WHAT IS REQUIRED: In the entries below, turn the lines from the one containing "Record the location of each instance of the metal" through the last line into a numbered list, including both ends and leaving out blank lines.

── LISTED RECORDS

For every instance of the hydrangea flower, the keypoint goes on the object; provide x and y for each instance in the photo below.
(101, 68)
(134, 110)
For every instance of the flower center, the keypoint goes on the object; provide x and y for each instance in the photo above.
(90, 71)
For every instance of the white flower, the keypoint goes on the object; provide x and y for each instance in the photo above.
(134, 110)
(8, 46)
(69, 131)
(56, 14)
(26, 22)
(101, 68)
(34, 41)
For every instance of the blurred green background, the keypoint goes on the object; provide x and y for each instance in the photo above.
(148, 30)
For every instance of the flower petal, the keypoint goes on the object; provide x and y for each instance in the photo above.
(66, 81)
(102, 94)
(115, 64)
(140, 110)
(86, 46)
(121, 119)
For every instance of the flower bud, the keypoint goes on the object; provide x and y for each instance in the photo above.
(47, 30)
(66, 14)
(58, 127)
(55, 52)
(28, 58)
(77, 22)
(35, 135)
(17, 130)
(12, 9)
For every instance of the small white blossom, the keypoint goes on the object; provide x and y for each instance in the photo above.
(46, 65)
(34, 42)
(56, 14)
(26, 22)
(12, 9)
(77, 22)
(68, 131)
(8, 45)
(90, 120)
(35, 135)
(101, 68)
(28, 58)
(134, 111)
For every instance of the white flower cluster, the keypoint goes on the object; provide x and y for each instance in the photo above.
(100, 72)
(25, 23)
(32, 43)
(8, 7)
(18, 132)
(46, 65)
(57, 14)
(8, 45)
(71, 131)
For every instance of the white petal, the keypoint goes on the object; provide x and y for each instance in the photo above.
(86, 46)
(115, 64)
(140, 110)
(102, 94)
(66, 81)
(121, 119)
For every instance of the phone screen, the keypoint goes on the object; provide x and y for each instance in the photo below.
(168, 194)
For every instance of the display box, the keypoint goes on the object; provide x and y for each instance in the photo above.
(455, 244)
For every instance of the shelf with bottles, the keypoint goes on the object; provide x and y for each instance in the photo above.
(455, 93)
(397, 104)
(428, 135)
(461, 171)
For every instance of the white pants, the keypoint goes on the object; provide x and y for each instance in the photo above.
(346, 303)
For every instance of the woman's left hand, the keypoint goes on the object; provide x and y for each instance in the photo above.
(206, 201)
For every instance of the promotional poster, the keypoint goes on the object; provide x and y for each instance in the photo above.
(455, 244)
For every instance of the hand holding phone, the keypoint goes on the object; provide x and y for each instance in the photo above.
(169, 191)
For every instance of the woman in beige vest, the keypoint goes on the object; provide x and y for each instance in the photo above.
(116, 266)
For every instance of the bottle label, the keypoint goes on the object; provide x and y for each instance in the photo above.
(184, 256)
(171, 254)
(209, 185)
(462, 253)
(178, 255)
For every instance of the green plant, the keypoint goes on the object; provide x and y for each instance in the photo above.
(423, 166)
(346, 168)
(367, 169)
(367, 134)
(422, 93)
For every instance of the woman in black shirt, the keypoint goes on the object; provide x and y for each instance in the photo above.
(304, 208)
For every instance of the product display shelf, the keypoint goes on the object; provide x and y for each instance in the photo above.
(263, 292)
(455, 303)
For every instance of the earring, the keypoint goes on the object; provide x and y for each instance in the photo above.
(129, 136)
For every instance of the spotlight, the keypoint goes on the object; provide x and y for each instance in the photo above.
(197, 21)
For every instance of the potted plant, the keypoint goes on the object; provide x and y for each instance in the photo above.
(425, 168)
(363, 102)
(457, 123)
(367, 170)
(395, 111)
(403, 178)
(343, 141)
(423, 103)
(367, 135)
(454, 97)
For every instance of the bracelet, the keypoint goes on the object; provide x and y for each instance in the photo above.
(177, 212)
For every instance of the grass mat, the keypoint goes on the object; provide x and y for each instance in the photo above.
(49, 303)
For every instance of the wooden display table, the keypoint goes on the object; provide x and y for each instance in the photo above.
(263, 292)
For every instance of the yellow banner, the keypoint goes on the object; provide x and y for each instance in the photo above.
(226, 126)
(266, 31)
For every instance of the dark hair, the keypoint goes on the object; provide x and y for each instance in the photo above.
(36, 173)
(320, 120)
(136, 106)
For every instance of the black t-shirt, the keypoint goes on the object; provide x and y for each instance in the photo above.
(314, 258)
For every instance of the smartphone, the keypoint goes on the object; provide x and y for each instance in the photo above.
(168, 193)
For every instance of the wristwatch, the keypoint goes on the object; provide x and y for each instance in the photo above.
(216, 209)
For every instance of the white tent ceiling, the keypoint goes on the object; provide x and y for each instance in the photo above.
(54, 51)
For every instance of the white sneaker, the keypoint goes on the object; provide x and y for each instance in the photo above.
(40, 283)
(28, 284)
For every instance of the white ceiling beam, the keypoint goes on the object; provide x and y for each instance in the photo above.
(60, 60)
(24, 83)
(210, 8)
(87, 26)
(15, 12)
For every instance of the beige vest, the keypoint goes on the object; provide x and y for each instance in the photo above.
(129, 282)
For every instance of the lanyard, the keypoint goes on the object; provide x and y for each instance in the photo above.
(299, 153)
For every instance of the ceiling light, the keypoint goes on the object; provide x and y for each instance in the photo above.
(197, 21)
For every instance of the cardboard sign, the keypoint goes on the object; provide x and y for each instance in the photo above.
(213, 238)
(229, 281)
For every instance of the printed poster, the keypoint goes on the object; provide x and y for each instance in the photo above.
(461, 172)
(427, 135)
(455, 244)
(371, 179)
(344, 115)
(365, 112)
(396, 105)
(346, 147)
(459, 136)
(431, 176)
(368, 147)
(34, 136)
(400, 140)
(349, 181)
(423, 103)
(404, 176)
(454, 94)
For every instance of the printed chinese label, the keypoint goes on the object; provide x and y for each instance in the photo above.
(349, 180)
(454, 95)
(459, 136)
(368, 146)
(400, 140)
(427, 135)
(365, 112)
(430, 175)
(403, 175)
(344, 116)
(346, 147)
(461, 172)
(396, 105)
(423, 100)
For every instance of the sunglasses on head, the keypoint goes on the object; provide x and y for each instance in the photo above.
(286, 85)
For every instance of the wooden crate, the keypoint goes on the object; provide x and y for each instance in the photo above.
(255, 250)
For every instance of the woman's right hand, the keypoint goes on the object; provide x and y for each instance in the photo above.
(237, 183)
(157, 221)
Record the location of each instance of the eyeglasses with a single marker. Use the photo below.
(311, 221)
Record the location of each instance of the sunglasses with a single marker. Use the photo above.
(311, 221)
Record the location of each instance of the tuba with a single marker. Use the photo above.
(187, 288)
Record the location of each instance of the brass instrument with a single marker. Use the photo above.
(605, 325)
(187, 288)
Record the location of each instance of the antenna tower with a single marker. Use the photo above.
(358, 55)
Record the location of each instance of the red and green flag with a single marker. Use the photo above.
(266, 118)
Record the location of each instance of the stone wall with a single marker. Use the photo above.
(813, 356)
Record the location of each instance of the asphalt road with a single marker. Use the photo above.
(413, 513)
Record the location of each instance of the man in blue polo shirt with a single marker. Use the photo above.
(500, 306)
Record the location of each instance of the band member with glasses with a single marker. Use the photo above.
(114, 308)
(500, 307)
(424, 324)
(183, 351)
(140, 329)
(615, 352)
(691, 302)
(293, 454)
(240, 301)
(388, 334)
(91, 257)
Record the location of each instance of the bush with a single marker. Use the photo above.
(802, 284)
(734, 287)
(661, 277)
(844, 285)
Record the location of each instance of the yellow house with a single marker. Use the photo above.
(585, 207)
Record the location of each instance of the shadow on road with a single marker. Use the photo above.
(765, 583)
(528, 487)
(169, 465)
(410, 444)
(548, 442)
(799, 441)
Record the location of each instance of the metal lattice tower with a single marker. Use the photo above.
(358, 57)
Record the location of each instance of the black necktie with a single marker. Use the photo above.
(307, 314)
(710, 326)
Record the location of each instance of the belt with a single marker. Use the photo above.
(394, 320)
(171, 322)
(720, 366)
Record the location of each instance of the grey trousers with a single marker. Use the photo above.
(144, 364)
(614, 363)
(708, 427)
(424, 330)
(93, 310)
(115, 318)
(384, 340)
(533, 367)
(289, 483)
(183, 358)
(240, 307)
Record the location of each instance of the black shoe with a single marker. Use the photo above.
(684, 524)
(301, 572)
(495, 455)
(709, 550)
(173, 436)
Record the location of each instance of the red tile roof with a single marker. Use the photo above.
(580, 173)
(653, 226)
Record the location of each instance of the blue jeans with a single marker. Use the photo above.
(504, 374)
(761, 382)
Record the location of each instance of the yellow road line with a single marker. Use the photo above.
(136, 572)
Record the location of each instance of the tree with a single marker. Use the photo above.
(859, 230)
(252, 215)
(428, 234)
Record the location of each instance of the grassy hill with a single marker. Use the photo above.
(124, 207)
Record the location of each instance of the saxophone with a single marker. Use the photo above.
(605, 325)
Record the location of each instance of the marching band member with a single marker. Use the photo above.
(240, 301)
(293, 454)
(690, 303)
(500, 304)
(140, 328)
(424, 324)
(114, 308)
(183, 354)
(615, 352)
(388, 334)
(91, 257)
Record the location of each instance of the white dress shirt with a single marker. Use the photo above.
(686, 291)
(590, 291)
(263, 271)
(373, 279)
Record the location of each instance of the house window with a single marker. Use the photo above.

────

FINISHED ANSWER:
1. Record the location of each instance of the metal lattice tower with a single marker. Use the photo above.
2. (358, 57)
3. Record the location of each instance of the black necktie with a single marker. Use the photo above.
4. (307, 314)
5. (710, 326)
6. Record the location of each instance of the belt with a single marker. Use the photo above.
7. (394, 320)
8. (171, 322)
9. (720, 366)
10. Record the location of each instance of the grey trousers with a single marker. Use the photo above.
11. (144, 364)
12. (614, 363)
13. (708, 427)
14. (424, 330)
15. (93, 310)
16. (115, 318)
17. (384, 340)
18. (533, 367)
19. (289, 483)
20. (183, 358)
21. (240, 307)
22. Record the location of each instance of the black shoe with a single marker. Use the photo above.
23. (684, 524)
24. (301, 572)
25. (495, 455)
26. (709, 550)
27. (173, 436)
28. Record the location of each instance of the red tile roof with a single marker. Use the photo above.
29. (580, 173)
30. (653, 226)
31. Record the location of each instance of the blue jeans with a single marker. Use the photo above.
32. (504, 374)
33. (761, 382)
34. Record the location of each instance of the yellow road line with a single marker. Use the photo above.
35. (136, 572)
36. Record the location of each instance of the tree with a single marker. Use the photo above.
37. (859, 230)
38. (252, 215)
39. (428, 234)
40. Record the location of each instance of the grassy hill with a single marker. Use the photo above.
41. (124, 207)
42. Record the location of each instance of the saxophone with a single marker. Use the photo above.
43. (605, 325)
44. Record the location of each instance of the marching band member with a single marker. Use the photo above.
45. (240, 301)
46. (293, 454)
47. (690, 303)
48. (500, 304)
49. (140, 328)
50. (424, 324)
51. (114, 308)
52. (183, 354)
53. (615, 352)
54. (388, 334)
55. (91, 257)
56. Record the location of each instance of the white dress shirt with a single marker. Use the photo above.
57. (686, 291)
58. (590, 291)
59. (263, 271)
60. (373, 279)
61. Record the location of each instance of the house window with a single marker. Use the photo above.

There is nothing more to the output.